> AIM OF THE TASK: Write out the full set of records below exactly.

++++ RECORDS PROVIDED

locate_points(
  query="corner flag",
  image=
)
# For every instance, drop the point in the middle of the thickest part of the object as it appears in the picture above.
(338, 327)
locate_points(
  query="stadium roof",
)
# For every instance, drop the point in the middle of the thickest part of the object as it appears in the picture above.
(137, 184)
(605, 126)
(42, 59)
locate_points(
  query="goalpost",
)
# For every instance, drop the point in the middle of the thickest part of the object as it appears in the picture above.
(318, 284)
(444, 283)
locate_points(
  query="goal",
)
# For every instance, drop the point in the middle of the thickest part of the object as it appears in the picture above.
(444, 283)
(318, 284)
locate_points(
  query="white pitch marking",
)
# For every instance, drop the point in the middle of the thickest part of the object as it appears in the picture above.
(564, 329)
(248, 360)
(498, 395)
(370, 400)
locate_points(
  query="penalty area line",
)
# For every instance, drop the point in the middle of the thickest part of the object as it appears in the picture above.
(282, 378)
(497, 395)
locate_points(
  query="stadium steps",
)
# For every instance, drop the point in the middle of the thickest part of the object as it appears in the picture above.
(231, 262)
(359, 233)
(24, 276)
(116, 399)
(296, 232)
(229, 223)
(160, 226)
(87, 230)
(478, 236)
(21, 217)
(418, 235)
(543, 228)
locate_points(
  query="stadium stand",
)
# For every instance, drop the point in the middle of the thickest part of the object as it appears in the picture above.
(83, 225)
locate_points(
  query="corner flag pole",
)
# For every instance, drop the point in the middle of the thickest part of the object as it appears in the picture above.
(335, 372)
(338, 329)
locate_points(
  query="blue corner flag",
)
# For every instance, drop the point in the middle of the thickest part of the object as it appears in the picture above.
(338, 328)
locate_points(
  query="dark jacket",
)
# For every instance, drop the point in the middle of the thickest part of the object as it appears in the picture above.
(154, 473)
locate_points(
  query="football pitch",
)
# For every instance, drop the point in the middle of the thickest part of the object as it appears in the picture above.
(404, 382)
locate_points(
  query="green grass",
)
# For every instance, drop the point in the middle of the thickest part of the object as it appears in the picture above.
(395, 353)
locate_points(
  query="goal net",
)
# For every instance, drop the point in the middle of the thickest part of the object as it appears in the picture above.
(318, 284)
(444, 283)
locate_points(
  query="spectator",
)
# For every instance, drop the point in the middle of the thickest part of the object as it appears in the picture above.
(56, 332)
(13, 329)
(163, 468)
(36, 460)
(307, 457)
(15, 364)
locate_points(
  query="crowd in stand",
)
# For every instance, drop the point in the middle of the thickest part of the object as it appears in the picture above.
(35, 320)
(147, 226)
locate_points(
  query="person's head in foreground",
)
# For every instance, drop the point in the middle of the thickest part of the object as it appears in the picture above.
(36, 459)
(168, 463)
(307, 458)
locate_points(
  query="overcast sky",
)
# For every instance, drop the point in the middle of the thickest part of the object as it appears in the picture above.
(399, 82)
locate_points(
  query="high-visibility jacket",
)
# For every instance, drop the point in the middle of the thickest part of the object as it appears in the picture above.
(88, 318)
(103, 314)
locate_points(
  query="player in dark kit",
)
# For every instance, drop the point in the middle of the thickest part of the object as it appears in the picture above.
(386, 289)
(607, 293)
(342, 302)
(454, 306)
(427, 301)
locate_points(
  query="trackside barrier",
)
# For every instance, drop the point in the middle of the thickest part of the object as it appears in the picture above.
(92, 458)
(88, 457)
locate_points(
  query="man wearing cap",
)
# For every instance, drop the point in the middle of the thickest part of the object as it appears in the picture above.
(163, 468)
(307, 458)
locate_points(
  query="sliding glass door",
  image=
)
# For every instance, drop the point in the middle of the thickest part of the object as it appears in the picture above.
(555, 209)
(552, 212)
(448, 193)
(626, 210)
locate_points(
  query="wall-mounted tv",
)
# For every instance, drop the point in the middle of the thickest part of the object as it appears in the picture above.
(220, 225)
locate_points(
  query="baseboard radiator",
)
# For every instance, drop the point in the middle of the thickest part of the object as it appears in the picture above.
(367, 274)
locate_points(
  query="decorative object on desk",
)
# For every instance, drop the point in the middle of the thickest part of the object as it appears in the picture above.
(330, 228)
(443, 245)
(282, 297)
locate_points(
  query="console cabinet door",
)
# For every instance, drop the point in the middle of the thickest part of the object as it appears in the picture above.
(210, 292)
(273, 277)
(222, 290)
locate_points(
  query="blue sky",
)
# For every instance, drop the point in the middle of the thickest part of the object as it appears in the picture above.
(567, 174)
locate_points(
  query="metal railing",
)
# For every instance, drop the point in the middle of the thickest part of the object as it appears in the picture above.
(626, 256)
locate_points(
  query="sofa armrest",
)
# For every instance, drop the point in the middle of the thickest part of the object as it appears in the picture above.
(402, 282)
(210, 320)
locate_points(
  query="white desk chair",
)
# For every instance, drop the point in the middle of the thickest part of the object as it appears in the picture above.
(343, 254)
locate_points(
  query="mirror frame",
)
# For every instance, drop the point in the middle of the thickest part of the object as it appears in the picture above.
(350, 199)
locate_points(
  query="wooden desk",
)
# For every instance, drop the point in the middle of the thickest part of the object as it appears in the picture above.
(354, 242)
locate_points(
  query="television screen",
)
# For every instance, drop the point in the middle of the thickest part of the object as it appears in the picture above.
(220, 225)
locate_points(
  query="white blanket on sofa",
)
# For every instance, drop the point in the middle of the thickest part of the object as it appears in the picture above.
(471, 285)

++++++++

> COMPLETED EXERCISE:
locate_points(
  query="corner flag",
  image=
)
# For every instance, drop the point in the middle of the thickest part of the object as it appears in the picture above.
(338, 327)
locate_points(
  query="stadium roof",
)
# For every instance, drop the point in the middle of the thickest part of the object as it appears in the picture above.
(137, 184)
(605, 126)
(42, 59)
locate_points(
  query="goalpost",
)
# For every instance, drop the point in the middle of the thickest part of the object as it appears in the picture above.
(318, 284)
(444, 283)
locate_points(
  query="goal",
)
# For every instance, drop the point in the middle of the thickest part of the object as it appears in the picture above.
(444, 283)
(318, 284)
locate_points(
  query="white pitch marking",
)
# For every instance, drop the point in the middle of the thickest part of the object as it appears in the picture above.
(564, 329)
(248, 360)
(498, 395)
(370, 400)
locate_points(
  query="penalty area line",
)
# For every instance, drop the point in the middle of the thickest part of the object as it appears in the picture above.
(282, 378)
(497, 395)
locate_points(
  query="stadium steps",
)
# For every instance, drop the point in the middle of the thickest part of the object as it appears in the picture above.
(231, 262)
(359, 233)
(24, 276)
(116, 399)
(296, 232)
(229, 223)
(160, 226)
(87, 230)
(478, 236)
(21, 217)
(418, 235)
(543, 228)
locate_points(
  query="stadium stand",
)
# For every instance, drop the point in the middle of the thickest part of the object as it appears in the picture above.
(83, 225)
locate_points(
  query="corner flag pole",
)
# For every instance, drop the point in the middle of the thickest part of the object as it appears in the picture above.
(335, 372)
(338, 329)
locate_points(
  query="blue corner flag",
)
# For every instance, drop the point in the middle of the thickest part of the object as it appears in the picture above.
(338, 328)
locate_points(
  query="dark jacket",
)
# For every instance, drop the point in the middle of the thickest part of the object as it appears in the picture above.
(154, 473)
locate_points(
  query="football pitch",
)
# For every instance, drop the point in the middle of the thickest part of the object as it appears in the picture above.
(404, 382)
locate_points(
  query="green grass",
)
# For every instance, drop the point in the middle of the thickest part of the object as it appears in the picture above.
(395, 353)
locate_points(
  query="goal net",
)
# For every instance, drop the point in the middle of the thickest part of the object as it appears in the picture above.
(318, 284)
(444, 283)
locate_points(
  query="spectator",
)
# For every instance, drop the point in the middle of the thickest part of the object as it appears in the picture above.
(56, 332)
(13, 329)
(163, 468)
(36, 460)
(307, 457)
(15, 364)
locate_points(
  query="crowd in stand",
)
# For every instance, drop the point in the middle of the thickest part of the object as it appears in the picture above.
(35, 320)
(147, 226)
locate_points(
  query="person's head in foreground",
)
# For every instance, drop the point in the middle of the thickest part of the object as it appears in the picture above.
(36, 459)
(168, 463)
(307, 458)
locate_points(
  query="overcast sky",
)
# For every instance, drop the point in the middle of the thickest part of the object as it appears in the picture above.
(399, 82)
locate_points(
  query="high-visibility jacket",
)
# For every instance, drop the point in the middle of the thickest part of the object as it appears in the picture above.
(88, 318)
(103, 314)
locate_points(
  query="player in dark kit",
)
# For every instance, drop the point in the middle of the thickest part of the object as it appears in the picture above.
(386, 289)
(607, 293)
(342, 302)
(454, 306)
(427, 301)
locate_points(
  query="trackside barrier",
)
# For every instance, drop the point in the middle of the thickest part of the object as it appears in the picture above.
(92, 458)
(88, 457)
locate_points(
  query="man wearing cap",
)
# For every instance, drop the point in the middle of the thickest part of the object as it appears in the picture above.
(163, 468)
(307, 458)
locate_points(
  query="sliding glass door",
  image=
)
# For every instance, drop the point in the middle of the thickest part of the object as it appears in the picture above.
(555, 209)
(552, 212)
(448, 193)
(626, 210)
locate_points(
  query="wall-mounted tv",
)
# For every instance, drop the point in the middle of the thickest part of the object as it appears in the picture above.
(220, 225)
locate_points(
  query="baseboard radiator",
)
# For every instance, drop the point in the middle of the thickest part of the object as it appears in the picture above.
(367, 274)
locate_points(
  query="decorative object on desk",
)
# For every instance, drop the point in the middle of the thickest part of the object as it appears in the picture above.
(330, 228)
(443, 245)
(282, 297)
locate_points(
  query="console cabinet door",
)
# For every instance, drop the point in the middle of the thickest part of the object as it appears in the picture above.
(210, 292)
(273, 277)
(222, 290)
locate_points(
  query="blue sky",
)
# For every instance, drop the point in the middle of the thickest part of the object as it appears in the picture above.
(567, 174)
locate_points(
  query="metal railing",
)
# For every instance, drop the point in the middle of the thickest part of the object as it appears in the picture above.
(626, 256)
locate_points(
  query="sofa armrest",
)
# For every instance, drop the point in the middle of the thickest part of the object as it appears in the picture above.
(402, 282)
(210, 320)
locate_points(
  query="white desk chair",
)
# For every instance, drop the point in the middle of the thickest part of the object as it appears in the picture above.
(343, 254)
locate_points(
  query="mirror frame",
)
# For every instance, drop the point in the middle of the thickest part of the object as it appears in the picture above.
(350, 199)
locate_points(
  query="wooden desk",
)
# For every instance, drop the point in the middle of the thickest part of the object as it appears in the picture above.
(354, 242)
locate_points(
  query="television screen",
)
# For every instance, drop the point in the middle of the thickest part of the object as it appears in the picture above.
(220, 225)
locate_points(
  query="white blanket on sofa",
)
# For every instance, drop the point in the middle of the thickest part of the object as it appears in the picture above.
(471, 285)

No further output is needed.